#### SUPPLIED MATERIAL

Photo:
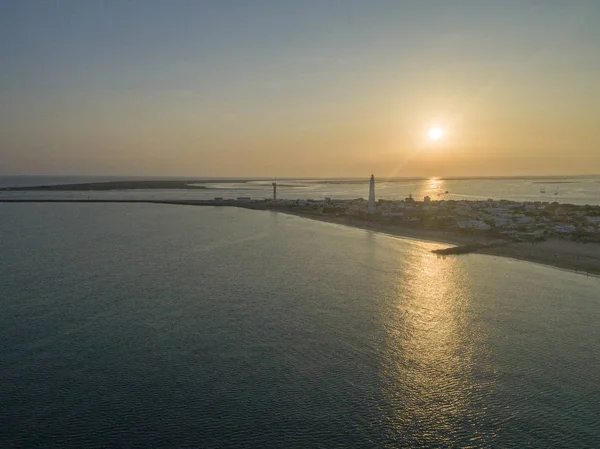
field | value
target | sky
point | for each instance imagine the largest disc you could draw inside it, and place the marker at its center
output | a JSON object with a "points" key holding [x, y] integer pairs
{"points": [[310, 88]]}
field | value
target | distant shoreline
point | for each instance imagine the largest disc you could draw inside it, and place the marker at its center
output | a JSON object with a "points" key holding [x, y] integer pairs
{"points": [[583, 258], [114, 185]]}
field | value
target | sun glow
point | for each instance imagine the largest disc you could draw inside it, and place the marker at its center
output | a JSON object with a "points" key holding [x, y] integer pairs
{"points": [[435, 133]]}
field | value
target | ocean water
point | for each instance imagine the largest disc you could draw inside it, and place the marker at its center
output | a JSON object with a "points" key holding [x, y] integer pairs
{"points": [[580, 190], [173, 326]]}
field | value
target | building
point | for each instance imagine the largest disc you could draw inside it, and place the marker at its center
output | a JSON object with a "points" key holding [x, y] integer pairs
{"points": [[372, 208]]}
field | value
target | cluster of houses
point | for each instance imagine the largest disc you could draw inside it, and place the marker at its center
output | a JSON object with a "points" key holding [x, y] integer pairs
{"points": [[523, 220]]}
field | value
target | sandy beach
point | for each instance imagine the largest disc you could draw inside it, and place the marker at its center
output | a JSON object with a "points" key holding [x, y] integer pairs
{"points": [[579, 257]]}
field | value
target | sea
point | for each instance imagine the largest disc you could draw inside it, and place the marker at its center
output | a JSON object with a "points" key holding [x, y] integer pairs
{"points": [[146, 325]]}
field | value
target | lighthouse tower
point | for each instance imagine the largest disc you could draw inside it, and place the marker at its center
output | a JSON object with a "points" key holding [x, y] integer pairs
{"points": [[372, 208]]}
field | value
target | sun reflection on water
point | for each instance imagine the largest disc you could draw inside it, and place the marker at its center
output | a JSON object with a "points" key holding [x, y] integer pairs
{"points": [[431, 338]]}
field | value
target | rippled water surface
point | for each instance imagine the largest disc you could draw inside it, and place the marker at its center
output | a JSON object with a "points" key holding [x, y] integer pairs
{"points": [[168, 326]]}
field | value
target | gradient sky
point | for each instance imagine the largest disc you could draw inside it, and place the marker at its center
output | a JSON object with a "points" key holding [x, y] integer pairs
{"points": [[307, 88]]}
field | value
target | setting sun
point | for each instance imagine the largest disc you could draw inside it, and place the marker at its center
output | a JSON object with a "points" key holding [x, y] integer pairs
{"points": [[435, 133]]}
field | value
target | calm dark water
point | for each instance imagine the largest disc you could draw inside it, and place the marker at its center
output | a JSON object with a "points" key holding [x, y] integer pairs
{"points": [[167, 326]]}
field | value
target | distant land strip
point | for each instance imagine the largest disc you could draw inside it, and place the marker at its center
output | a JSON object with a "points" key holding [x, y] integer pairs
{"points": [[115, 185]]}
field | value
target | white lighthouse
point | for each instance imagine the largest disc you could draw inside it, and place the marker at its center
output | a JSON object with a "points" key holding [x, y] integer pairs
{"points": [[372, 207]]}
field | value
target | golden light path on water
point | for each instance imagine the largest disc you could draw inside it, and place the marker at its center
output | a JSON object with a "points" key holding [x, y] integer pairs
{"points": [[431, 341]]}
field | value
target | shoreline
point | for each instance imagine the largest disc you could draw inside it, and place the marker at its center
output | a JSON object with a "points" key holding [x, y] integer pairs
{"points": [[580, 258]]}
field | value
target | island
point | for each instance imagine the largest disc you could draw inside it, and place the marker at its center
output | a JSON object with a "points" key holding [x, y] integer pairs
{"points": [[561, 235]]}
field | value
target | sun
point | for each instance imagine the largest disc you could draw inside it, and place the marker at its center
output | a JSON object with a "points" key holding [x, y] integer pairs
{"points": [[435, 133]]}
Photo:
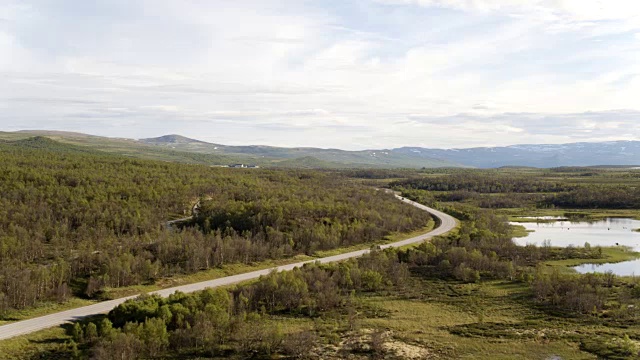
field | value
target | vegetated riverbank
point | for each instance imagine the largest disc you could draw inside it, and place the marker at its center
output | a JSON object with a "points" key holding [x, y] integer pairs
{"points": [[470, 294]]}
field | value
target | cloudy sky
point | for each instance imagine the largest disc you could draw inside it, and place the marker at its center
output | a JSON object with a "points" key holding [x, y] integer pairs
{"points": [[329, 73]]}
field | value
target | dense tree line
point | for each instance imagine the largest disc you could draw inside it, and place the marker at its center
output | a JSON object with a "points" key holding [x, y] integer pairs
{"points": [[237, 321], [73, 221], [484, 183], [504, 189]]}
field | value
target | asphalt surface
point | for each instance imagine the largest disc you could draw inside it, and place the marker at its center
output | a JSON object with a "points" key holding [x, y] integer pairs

########

Leave out the pictures, and give all the records again exactly.

Photo:
field | value
target | sky
point | for each instance imagine the largest disc you could draw inside it, and place the marker at its center
output | a JSON object with a "points" key holding [x, y] integer pairs
{"points": [[310, 88]]}
field | value
target | distant shoreline
point | for each instance imagine the largest disc you could draw inside it, and place the marker at its center
output | a JSON object with a "points" key holding [x, y] integer pairs
{"points": [[583, 258], [114, 185]]}
field | value
target | sun glow
point | for each instance imagine the largest disc you could draw inside it, and place the marker at its center
output | a JSON object with a "points" key holding [x, y] integer pairs
{"points": [[435, 133]]}
field | value
target | ocean water
point | for each instance imagine the largest disc you could draw inside it, and place the marker at its center
output | a JSON object with a "points" key holding [x, y] integer pairs
{"points": [[580, 190], [173, 326]]}
field | value
target | building
point | for each instance imagine the largest disc you could draw inside it, and place the marker at its center
output | a JSON object with a "points" key holding [x, y] integer pairs
{"points": [[372, 208]]}
field | value
target | cluster of houses
point | for each instance imagine the largest disc you could draw inside it, and place the marker at its center
output | a JSON object with a "points" key holding [x, y] integer pairs
{"points": [[523, 220]]}
field | value
target | sandy beach
point | for each instance imagine the largest disc you could draw inside it, and place the marker at its center
output | a JSON object with a "points" key holding [x, y] integer pairs
{"points": [[579, 257]]}
field | value
target | sea
point | for each instance imagine the largest disc you could draw inside it, and place the marker at its center
output | a JSON object with a "points" key holding [x, y] integer pairs
{"points": [[146, 325]]}
field | value
target | lighthouse tower
point | for each instance imagine the largest disc you could draw inside it, and place the marker at its center
output | a JSON object with a "points" key holding [x, y] integer pairs
{"points": [[372, 208]]}
field | value
target | sun reflection on water
point | for each instance imagine the largest disc you could draw inside it, and place the marker at its center
output | a JSON object with a "points" key holding [x, y] integer pairs
{"points": [[431, 338]]}
field | value
target | rippled water surface
point | for each instance imagine the largest disc you could draw inside it, and place the marker at its center
output | a JSON object with a "points" key holding [x, y] integer pairs
{"points": [[168, 326]]}
field | value
target | gradient sky
point | for each instance imagine the largest disc you could draw inside it, and place the marker at its center
output | a JSON object with a "points" key holding [x, y] integer pairs
{"points": [[307, 88]]}
field | value
target | setting sun
point | for each instance imagine the largest disc you could draw inside it, and place the marker at its center
output | a JSON object with a "points" key holding [x, y] integer pairs
{"points": [[435, 133]]}
field | value
target | calm dark water
point | for each instance imagine the largest disc you could draw inside it, and place the marker at its center
output | a JSON object with a "points" key holding [x, y] integer pairs
{"points": [[167, 326]]}
field | value
target | distant land strip
point | for each instance imagine the largest disc you could draw inside it, and place the marker at its center
output | a JSON object with a "points" key holding [x, y] integer pairs
{"points": [[115, 185]]}
field | value
target | white lighthouse
point | for each instance imagine the largest disc you could draw inside it, and place the marker at its center
output | a JSON object with a "points" key holding [x, y] integer pairs
{"points": [[372, 207]]}
field | value
target | golden light path on water
point | for each instance imagine the largest disc you could draw inside it, and place the marker at its center
output | a JSON object with a "points" key holding [x, y] integer pairs
{"points": [[431, 341]]}
field | value
target | shoreline
point | for each instance imagine the largest disc you could draw inside it, and place the marker at its center
output | a JSON object with a "points" key holding [x, y] integer pairs
{"points": [[580, 258]]}
field | value
target | island
point | for each instance imagine the largest disc you could draw inside it, and place the marker at its center
output | a JSON object with a "points" key holding [x, y] integer pairs
{"points": [[561, 235]]}
field | value
target | sun
point | for each instance imagine the largest disc you could draw inside it, and place the marker at its center
output | a JSON object with a "points" key holding [x, y] integer pairs
{"points": [[435, 133]]}
Photo:
field | value
target | vegetated riverbank
point | for each instance imagine the largest disc you could draw inside it, and place the marker at its center
output | a JSON object with a "points" key holding [x, y] integer pairs
{"points": [[470, 294]]}
field | value
target | cloudy sky
point | for each instance imagine the largest disc you could draw inside it, and place the marker at its center
output | a JSON object with a "points" key holding [x, y] integer pairs
{"points": [[329, 73]]}
field | value
target | dense tree line
point | for each instance imagine the largest disc you could draw inside it, and place the marker at its center
output | a JSON object with a "points" key holding [x, y] integer pairs
{"points": [[237, 321], [73, 221], [484, 183], [504, 189]]}
field | value
target | asphalt surface
point | for each instance imagine the largest disc you could draw inside it, and place the marker at its center
output | a JSON object with a "points" key holding [x, y] integer pairs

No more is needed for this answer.